Information supplied:
>>
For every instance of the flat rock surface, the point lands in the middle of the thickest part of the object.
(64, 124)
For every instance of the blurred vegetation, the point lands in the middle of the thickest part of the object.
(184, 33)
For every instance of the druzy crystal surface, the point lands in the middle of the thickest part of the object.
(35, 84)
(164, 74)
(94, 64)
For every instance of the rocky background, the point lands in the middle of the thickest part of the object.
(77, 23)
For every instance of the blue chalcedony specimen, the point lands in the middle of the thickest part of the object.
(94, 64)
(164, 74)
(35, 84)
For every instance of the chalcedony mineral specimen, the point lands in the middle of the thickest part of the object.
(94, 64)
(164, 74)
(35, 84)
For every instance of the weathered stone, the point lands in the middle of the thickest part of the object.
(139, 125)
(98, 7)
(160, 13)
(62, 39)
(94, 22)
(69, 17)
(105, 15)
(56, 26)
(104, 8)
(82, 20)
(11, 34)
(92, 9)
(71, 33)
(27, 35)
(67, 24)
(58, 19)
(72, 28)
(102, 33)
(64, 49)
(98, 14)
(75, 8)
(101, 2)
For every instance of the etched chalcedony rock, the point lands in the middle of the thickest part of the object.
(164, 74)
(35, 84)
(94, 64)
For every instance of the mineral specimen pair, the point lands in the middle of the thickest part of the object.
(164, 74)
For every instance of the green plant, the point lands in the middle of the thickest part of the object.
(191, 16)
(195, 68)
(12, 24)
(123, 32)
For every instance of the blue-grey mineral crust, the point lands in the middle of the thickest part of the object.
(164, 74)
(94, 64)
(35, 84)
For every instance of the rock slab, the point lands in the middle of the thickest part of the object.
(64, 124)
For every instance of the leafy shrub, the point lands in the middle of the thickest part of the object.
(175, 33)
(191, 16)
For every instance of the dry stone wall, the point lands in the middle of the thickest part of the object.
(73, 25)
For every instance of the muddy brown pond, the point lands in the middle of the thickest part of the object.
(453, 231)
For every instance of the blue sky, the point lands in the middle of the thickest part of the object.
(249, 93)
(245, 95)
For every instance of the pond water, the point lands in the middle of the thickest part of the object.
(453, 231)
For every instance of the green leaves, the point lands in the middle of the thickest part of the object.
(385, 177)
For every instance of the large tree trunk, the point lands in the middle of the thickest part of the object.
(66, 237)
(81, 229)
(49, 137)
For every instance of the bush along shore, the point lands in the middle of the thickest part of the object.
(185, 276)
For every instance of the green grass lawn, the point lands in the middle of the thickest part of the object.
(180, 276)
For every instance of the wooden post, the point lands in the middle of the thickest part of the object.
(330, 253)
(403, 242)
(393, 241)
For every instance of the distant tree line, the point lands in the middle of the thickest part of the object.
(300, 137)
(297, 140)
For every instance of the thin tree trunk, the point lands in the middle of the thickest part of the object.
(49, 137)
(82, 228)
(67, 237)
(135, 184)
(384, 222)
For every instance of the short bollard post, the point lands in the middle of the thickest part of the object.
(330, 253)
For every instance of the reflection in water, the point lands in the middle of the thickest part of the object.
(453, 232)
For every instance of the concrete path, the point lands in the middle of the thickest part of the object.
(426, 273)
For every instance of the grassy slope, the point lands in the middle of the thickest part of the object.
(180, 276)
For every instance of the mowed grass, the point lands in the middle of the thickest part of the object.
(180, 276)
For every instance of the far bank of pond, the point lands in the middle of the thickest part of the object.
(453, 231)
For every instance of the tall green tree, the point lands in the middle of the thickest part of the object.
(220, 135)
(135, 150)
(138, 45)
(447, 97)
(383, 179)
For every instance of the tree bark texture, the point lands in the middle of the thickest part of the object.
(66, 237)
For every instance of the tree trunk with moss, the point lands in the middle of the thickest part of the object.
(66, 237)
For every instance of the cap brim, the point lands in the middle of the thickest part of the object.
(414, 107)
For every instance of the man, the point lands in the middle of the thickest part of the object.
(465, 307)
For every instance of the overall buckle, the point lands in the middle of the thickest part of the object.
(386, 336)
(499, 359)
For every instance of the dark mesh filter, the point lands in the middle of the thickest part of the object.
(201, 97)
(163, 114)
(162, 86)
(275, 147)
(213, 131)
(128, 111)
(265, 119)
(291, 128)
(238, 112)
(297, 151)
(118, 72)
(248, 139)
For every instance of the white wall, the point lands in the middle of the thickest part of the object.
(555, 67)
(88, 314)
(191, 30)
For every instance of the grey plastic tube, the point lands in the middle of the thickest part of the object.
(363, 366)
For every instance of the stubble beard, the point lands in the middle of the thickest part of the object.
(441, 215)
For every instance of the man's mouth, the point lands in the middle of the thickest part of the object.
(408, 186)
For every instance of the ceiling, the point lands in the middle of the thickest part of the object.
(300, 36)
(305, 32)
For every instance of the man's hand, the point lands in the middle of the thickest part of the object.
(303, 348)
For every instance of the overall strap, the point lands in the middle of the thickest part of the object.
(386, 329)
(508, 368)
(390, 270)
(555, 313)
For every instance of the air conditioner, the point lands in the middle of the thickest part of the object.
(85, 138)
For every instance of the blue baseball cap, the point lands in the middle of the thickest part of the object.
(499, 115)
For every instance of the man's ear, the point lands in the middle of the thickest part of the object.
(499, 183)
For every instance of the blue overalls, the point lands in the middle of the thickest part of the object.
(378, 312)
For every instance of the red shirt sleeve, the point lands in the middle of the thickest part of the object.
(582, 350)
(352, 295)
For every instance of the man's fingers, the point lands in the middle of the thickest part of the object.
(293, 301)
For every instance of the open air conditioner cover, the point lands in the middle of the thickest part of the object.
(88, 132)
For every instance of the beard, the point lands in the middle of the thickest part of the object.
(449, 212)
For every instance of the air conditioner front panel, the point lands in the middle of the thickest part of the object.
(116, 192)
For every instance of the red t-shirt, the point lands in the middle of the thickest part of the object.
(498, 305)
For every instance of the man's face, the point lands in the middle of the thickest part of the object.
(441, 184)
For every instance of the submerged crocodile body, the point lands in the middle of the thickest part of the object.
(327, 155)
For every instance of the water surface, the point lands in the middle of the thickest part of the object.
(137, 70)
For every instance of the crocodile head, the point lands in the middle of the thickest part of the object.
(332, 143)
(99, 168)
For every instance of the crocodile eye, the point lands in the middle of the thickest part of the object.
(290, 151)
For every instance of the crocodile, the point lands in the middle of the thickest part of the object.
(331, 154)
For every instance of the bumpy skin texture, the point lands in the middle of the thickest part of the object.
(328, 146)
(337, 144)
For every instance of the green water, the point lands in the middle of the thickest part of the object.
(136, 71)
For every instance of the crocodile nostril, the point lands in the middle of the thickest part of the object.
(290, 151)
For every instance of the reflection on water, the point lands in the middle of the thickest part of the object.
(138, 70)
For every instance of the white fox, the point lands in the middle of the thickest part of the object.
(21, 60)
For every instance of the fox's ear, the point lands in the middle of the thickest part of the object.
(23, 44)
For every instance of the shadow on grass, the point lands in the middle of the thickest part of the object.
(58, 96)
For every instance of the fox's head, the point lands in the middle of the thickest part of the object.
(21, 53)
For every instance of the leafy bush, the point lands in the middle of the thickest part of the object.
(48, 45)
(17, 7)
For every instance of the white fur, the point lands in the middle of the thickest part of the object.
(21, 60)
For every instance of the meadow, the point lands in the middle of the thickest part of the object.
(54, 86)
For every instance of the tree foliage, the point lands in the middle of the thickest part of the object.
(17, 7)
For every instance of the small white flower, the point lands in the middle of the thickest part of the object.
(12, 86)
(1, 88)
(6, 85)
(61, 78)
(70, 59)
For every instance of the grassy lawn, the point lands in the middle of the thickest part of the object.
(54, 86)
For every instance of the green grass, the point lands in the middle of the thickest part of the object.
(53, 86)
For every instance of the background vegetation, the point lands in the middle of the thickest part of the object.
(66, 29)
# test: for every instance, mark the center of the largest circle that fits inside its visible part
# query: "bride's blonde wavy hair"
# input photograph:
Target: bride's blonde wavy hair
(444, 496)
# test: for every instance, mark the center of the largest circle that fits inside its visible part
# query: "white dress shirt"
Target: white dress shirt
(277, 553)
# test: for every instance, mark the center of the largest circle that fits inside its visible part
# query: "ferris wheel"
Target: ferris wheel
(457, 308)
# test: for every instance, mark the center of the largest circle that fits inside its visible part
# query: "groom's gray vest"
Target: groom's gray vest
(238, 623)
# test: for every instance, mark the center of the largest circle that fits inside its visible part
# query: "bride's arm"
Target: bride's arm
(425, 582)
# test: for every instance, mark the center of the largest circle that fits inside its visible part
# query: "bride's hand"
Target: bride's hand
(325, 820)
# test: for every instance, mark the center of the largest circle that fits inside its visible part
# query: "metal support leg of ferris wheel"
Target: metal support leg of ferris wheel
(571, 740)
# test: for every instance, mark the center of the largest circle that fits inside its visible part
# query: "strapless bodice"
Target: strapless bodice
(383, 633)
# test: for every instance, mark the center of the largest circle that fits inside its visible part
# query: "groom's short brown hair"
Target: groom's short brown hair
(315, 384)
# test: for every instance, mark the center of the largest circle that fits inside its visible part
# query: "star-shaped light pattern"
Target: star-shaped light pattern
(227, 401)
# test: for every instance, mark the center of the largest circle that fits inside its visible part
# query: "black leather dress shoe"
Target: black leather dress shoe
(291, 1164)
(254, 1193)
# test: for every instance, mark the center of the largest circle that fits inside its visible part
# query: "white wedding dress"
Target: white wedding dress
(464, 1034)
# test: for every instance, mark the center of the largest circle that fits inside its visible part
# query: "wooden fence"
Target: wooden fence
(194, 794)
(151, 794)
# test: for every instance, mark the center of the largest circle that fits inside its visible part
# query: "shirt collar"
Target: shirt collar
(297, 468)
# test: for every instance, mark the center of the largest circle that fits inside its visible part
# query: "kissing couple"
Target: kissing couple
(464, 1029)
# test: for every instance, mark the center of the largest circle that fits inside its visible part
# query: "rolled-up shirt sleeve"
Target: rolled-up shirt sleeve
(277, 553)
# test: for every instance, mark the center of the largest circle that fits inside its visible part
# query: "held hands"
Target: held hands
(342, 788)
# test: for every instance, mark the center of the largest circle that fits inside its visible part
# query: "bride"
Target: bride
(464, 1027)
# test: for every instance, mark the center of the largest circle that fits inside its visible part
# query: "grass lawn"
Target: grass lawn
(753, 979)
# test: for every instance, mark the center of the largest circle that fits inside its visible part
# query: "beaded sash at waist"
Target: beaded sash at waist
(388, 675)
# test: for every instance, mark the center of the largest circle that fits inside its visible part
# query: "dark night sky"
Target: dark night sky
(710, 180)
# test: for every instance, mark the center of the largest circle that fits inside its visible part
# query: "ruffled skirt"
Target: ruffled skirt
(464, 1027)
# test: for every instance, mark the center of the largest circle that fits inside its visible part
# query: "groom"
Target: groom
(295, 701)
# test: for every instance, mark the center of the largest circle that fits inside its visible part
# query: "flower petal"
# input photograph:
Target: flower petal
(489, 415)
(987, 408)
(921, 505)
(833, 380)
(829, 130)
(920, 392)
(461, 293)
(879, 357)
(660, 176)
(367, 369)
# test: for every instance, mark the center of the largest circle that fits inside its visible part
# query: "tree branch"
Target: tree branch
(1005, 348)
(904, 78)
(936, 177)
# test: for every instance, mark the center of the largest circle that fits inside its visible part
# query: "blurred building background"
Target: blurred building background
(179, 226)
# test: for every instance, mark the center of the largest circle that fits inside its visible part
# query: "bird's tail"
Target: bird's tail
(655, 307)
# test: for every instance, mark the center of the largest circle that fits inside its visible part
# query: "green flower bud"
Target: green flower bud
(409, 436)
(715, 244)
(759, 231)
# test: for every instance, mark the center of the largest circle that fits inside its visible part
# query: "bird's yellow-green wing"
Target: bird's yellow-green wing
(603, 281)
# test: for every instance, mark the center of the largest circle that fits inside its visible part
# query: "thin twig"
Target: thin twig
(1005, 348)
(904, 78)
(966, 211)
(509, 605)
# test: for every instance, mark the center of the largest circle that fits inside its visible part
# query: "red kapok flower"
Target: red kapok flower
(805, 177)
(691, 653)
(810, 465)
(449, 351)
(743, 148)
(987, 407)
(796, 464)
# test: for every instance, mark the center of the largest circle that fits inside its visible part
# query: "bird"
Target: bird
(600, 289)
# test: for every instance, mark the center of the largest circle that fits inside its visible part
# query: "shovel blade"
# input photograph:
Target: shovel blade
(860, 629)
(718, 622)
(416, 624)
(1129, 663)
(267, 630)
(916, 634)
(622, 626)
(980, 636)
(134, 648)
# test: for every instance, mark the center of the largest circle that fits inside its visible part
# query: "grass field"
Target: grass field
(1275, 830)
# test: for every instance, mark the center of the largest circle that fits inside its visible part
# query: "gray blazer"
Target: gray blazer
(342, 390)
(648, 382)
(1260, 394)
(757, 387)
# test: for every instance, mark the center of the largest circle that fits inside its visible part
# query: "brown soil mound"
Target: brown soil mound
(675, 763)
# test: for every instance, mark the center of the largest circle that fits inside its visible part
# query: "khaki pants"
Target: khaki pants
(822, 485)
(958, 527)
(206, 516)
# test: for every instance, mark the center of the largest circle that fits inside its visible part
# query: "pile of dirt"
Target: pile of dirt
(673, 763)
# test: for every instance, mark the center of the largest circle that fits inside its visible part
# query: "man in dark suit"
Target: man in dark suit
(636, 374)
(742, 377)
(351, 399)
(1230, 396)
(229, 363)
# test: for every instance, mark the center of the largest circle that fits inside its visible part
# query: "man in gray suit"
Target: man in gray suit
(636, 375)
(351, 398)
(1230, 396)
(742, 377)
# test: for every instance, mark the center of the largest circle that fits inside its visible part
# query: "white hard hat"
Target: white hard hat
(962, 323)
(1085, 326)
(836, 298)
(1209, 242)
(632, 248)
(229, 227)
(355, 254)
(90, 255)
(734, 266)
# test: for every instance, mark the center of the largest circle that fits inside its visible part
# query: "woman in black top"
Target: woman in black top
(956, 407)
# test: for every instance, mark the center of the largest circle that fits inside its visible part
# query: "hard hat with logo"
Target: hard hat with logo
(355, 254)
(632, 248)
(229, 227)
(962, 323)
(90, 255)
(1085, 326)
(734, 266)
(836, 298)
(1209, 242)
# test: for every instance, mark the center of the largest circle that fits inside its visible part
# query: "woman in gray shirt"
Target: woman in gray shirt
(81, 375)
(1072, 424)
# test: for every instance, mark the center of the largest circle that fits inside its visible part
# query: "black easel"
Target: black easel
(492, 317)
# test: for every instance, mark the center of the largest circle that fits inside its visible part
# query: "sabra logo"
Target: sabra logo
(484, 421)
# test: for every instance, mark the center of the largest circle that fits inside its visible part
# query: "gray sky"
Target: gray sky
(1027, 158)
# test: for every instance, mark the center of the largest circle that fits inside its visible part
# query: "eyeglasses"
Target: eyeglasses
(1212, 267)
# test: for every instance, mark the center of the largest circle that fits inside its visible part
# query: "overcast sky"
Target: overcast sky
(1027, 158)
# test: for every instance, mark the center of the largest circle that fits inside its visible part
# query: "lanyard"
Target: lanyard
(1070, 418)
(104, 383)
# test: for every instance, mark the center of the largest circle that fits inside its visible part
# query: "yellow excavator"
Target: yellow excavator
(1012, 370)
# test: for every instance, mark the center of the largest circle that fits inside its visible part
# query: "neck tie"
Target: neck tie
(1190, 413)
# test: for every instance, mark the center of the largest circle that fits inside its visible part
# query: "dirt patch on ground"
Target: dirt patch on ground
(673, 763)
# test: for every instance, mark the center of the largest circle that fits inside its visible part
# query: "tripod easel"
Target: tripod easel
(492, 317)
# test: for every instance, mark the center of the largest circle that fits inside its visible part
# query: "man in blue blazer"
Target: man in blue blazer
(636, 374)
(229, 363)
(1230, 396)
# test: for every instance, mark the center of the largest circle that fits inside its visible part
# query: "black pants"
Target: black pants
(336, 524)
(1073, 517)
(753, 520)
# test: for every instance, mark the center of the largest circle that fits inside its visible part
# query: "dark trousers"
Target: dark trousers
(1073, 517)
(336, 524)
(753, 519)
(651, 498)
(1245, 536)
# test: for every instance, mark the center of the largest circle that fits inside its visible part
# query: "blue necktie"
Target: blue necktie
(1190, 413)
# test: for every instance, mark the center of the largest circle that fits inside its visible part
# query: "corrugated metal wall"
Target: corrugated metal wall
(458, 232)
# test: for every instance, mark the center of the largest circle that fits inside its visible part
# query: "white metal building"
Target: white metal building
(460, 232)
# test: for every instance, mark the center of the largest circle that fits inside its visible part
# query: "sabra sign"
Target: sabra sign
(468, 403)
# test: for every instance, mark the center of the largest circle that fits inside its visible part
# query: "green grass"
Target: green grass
<<
Your objective: Please restate word for word only the lines running from the line that contains "Target: yellow excavator" to the final line of the listing above.

The answer:
Target: yellow excavator
(1012, 370)
# test: for every instance, mark the center of the largest circle that fits inside its visible part
# query: "neck tie"
Target: neck tie
(1190, 413)
# test: for every instance, mark the center of the largest circle that fits inside its visible part
# query: "dirt patch on ground"
Target: dirt patch on ground
(673, 763)
# test: for every instance, mark the center of the largest circle that fits inside its visible part
# query: "tripod easel"
Target: tripod easel
(492, 317)
# test: for every instance, mark the center of the largest circle that fits inside its visible part
# query: "man in blue blazer"
Target: man in blue blazer
(636, 374)
(229, 363)
(1230, 396)
# test: for every instance, mark the center of the largest circle that fits inside its visible part
# query: "black pants"
Target: black pants
(336, 524)
(1073, 517)
(753, 520)
# test: for every instance, mark the center of the largest circle that fits inside its visible part
# query: "dark trousers"
Target: dark trousers
(1073, 517)
(336, 524)
(753, 519)
(651, 498)
(1245, 536)
# test: for every instance, mark the center of the largest circle that fits inside its visible part
# query: "blue necktie"
Target: blue necktie
(1190, 413)
# test: for every instance, mark the center of the largest circle that fits inside its visible part
# query: "corrugated metal wall"
Target: corrugated metal wall
(458, 232)
# test: for every instance, mark the center of the largest circle that fits inside its visible part
# query: "white metal building"
Target: white metal building
(460, 232)
# test: for every instance, mark the center of the largest circle that fits inside its visible part
# query: "sabra sign"
Target: sabra sign
(468, 403)
# test: for every instance, mark the center of the largest circle that fits inside its visible part
# query: "green grass"
Target: green grass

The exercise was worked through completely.